PROBLEM REQUIREMENTS
Exactly as written, give back every record below.

Natural language region descriptions
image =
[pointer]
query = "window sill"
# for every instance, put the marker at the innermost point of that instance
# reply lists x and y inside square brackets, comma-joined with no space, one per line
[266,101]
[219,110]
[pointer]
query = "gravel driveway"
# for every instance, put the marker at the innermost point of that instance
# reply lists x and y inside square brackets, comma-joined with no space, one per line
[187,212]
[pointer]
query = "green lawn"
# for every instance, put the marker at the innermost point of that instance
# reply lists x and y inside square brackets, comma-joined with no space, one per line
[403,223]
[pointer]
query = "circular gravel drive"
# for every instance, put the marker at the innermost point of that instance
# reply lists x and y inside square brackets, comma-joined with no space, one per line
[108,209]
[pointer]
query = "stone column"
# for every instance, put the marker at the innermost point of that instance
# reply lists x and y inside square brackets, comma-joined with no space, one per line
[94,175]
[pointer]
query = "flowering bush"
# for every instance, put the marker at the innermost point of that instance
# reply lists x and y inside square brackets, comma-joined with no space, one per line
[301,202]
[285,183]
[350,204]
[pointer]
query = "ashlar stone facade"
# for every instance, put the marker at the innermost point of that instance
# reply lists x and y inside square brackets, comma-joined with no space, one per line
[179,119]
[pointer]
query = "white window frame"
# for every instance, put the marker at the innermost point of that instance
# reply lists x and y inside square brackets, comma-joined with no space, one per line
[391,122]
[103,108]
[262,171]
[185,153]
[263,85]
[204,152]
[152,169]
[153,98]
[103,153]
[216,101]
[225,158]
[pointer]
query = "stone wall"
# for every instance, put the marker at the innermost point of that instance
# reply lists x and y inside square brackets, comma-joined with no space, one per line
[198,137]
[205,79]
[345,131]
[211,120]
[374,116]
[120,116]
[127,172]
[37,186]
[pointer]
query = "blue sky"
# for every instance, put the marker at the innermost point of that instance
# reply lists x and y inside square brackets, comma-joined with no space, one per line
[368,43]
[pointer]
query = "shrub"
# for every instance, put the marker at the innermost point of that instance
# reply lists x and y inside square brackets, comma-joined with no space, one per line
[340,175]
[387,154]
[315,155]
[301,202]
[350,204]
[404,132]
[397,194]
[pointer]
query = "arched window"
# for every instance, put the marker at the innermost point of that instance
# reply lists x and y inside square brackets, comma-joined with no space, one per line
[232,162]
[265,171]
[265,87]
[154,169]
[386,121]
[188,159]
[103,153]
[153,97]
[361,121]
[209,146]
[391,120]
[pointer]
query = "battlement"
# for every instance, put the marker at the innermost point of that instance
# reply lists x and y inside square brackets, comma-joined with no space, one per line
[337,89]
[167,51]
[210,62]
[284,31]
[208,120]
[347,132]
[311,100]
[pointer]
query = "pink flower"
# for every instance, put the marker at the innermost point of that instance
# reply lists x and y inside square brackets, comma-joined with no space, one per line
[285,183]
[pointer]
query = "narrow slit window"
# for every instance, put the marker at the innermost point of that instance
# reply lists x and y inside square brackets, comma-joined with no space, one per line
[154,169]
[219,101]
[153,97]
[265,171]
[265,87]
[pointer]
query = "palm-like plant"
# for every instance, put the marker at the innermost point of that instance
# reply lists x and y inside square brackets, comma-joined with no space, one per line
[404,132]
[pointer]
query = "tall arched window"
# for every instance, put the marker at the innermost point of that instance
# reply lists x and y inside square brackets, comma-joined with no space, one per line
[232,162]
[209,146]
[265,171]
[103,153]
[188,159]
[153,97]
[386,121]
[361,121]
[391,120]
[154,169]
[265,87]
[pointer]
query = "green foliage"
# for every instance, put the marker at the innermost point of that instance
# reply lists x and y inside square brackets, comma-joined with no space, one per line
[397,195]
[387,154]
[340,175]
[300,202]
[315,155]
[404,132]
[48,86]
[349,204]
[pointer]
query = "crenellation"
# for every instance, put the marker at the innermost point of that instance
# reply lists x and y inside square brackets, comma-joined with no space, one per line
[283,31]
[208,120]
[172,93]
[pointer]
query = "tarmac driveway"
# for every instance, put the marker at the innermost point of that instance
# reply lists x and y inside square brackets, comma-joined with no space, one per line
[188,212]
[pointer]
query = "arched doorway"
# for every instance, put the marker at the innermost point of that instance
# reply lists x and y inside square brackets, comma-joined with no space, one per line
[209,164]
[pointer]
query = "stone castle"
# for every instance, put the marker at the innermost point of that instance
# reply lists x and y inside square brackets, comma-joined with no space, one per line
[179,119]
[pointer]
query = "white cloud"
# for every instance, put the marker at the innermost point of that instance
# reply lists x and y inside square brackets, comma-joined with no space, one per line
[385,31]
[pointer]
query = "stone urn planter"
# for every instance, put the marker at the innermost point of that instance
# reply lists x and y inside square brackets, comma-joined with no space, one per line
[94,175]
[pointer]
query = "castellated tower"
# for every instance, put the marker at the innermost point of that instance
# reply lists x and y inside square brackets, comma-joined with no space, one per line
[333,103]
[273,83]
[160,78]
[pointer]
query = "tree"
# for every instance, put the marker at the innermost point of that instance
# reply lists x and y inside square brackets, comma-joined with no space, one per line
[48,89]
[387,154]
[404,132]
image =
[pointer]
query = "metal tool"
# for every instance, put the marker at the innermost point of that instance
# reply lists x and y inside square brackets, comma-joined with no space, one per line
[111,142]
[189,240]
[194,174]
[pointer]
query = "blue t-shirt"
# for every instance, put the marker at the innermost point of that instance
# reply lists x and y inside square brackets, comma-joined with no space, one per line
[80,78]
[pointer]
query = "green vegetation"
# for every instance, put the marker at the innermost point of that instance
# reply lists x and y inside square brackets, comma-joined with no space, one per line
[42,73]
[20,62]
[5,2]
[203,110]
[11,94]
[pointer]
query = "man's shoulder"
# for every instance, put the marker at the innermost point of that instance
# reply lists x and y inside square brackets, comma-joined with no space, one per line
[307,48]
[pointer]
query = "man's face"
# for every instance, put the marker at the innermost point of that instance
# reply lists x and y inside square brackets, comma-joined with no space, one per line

RESPONSE
image =
[pointer]
query = "window sill"
# for every instance, put the marker at the innermost point of that instance
# reply lists x and y inside square brackets, comma-joined with no space, one per line
[266,101]
[219,110]
[pointer]
query = "gravel driveway"
# for every instance, put the marker at the innermost point of that instance
# reply lists x and y inside square brackets, comma-joined with no space, one per line
[187,212]
[pointer]
query = "green lawn"
# for every instance, put the marker at the innermost point of that instance
# reply lists x and y inside square brackets, comma-joined with no space, one per line
[403,223]
[pointer]
query = "circular gravel drive"
# for every instance, put the marker at the innermost point of that instance
# reply lists x and y inside square brackets, comma-joined with no space, one per line
[108,209]
[pointer]
query = "stone column"
# for every instance, put the marker at the innermost point of that instance
# reply lists x and y inside square brackets, comma-joined with no space, one per line
[94,175]
[pointer]
query = "flowering bush"
# for every instance, put the marker at the innermost point of that instance
# reply lists x and y inside square brackets, comma-joined with no space, one per line
[301,202]
[285,183]
[350,204]
[pointer]
query = "ashlar stone facade"
# for every instance, put the marker at the innermost point of that instance
# reply lists x and y inside square brackets, comma-joined with no space, one per line
[179,119]
[pointer]
query = "white window frame"
# for every instance, put the marker at the innermost point of that instance
# reply lists x and y inside square brackets, comma-joined with no space, one per line
[391,122]
[103,108]
[262,171]
[185,153]
[263,85]
[204,152]
[152,169]
[153,98]
[103,153]
[216,101]
[225,158]
[pointer]
query = "stone wall"
# for every instance, put the marker at the innermost point of that instance
# reply lists x and y inside square brackets, comma-joined with no space, one per line
[198,137]
[205,79]
[345,131]
[211,120]
[374,116]
[120,116]
[127,172]
[37,186]
[pointer]
query = "blue sky"
# for every instance, put the marker at the innermost point of that instance
# reply lists x and y inside square brackets, comma-joined with no space, one per line
[368,43]
[pointer]
query = "shrub"
# for every instance, put the marker at the innermost point of that instance
# reply lists x and y inside square brackets, comma-joined with no space, one per line
[340,175]
[387,154]
[315,155]
[301,202]
[350,204]
[404,132]
[397,194]
[pointer]
query = "arched window"
# for every instance, put the marker at the innermost point of that instance
# reply lists x and y inside square brackets, comma-joined with no space, one per line
[232,162]
[265,171]
[265,87]
[154,169]
[386,121]
[188,159]
[103,153]
[153,97]
[361,121]
[209,146]
[391,120]
[pointer]
query = "battlement"
# for every instance, put the marker at the innermost point of that instance
# reply lists x and y inside square brackets, comma-joined with no space, one per line
[337,89]
[167,51]
[210,62]
[284,31]
[208,120]
[347,132]
[311,100]
[pointer]
query = "pink flower"
# for every instance, put the marker at the innermost point of that instance
# reply lists x and y inside square brackets, comma-joined with no space, one per line
[285,183]
[pointer]
query = "narrow slit window"
# for every instance, put the marker at the innermost point of that instance
# reply lists x and y inside square brackets, comma-joined with no space, one per line
[154,169]
[219,101]
[153,97]
[265,171]
[265,87]
[pointer]
query = "palm-like plant"
# for every instance, put the marker at the innermost point of that instance
# reply lists x and y inside square brackets, comma-joined with no space, one per line
[404,132]
[pointer]
query = "tall arched window"
# for every instance, put the marker at the innermost point of that instance
# reply lists x and y inside square brackets, comma-joined with no space, one per line
[232,162]
[209,146]
[265,171]
[103,153]
[188,159]
[153,97]
[386,121]
[361,121]
[391,120]
[154,169]
[265,87]
[pointer]
query = "green foliage"
# for every instance, put the marker at the innermost point of that instance
# reply lists x and y inside square brackets, comma-joined with no space, one per line
[397,195]
[387,154]
[340,175]
[300,202]
[315,155]
[404,132]
[48,86]
[349,204]
[pointer]
query = "crenellation"
# for every instance, put the marker at the innermost point of that instance
# reply lists x and y inside square brackets, comma-joined with no space, one per line
[283,31]
[208,120]
[172,93]
[pointer]
query = "tarmac driveway"
# for every instance, put the marker at the innermost point of that instance
# reply lists x and y inside square brackets, comma-joined with no space, one per line
[188,212]
[pointer]
query = "arched doorway"
# for every instance, put the marker at the innermost point of that instance
# reply lists x and y inside square brackets, comma-joined with no space, one per line
[209,164]
[pointer]
query = "stone castle"
# for every instance, put the marker at the innermost point of that instance
# reply lists x and y inside square brackets, comma-joined with no space, one per line
[179,119]
[pointer]
query = "white cloud"
# for every instance, put the marker at the innermost point of that instance
# reply lists x and y inside square brackets, comma-joined with no space, one per line
[385,31]
[pointer]
query = "stone urn planter"
# for every instance, put the marker at the innermost point of that instance
# reply lists x and y inside square brackets, comma-joined with no space, one per line
[94,175]
[pointer]
query = "castellated tower"
# for every instance, put the marker at the innermost point of that instance
# reply lists x and y inside square brackets, comma-joined with no space, one per line
[333,103]
[273,83]
[160,78]
[pointer]
query = "tree"
# for every instance, put the marker at the innermost point of that instance
# reply lists x and y inside square brackets, comma-joined with no space, one per line
[48,89]
[387,154]
[404,132]
image =
[pointer]
query = "metal tool"
# for every instance, put the marker at the innermost point of that instance
# reply lists x and y inside square brackets, comma-joined with no space, one per line
[111,142]
[189,240]
[194,174]
[pointer]
query = "blue t-shirt"
# for every instance, put the marker at the innermost point of that instance
# reply lists x and y inside square brackets, comma-joined with no space, one per line
[80,78]
[pointer]
query = "green vegetation"
# for every instance, put the marker at the innermost point of that instance
# reply lists x and y inside square brackets, comma-joined with no space, one per line
[42,73]
[20,62]
[5,2]
[203,110]
[11,94]
[pointer]
query = "man's shoulder"
# for every instance, put the marker at the innermost point of that instance
# reply lists x and y inside square brackets, comma-joined with no space, one per line
[307,48]
[pointer]
query = "man's face"
# for every instance, put the marker at the innermost point of that instance
# reply lists x and y inside square brackets, comma-joined with no space, one per line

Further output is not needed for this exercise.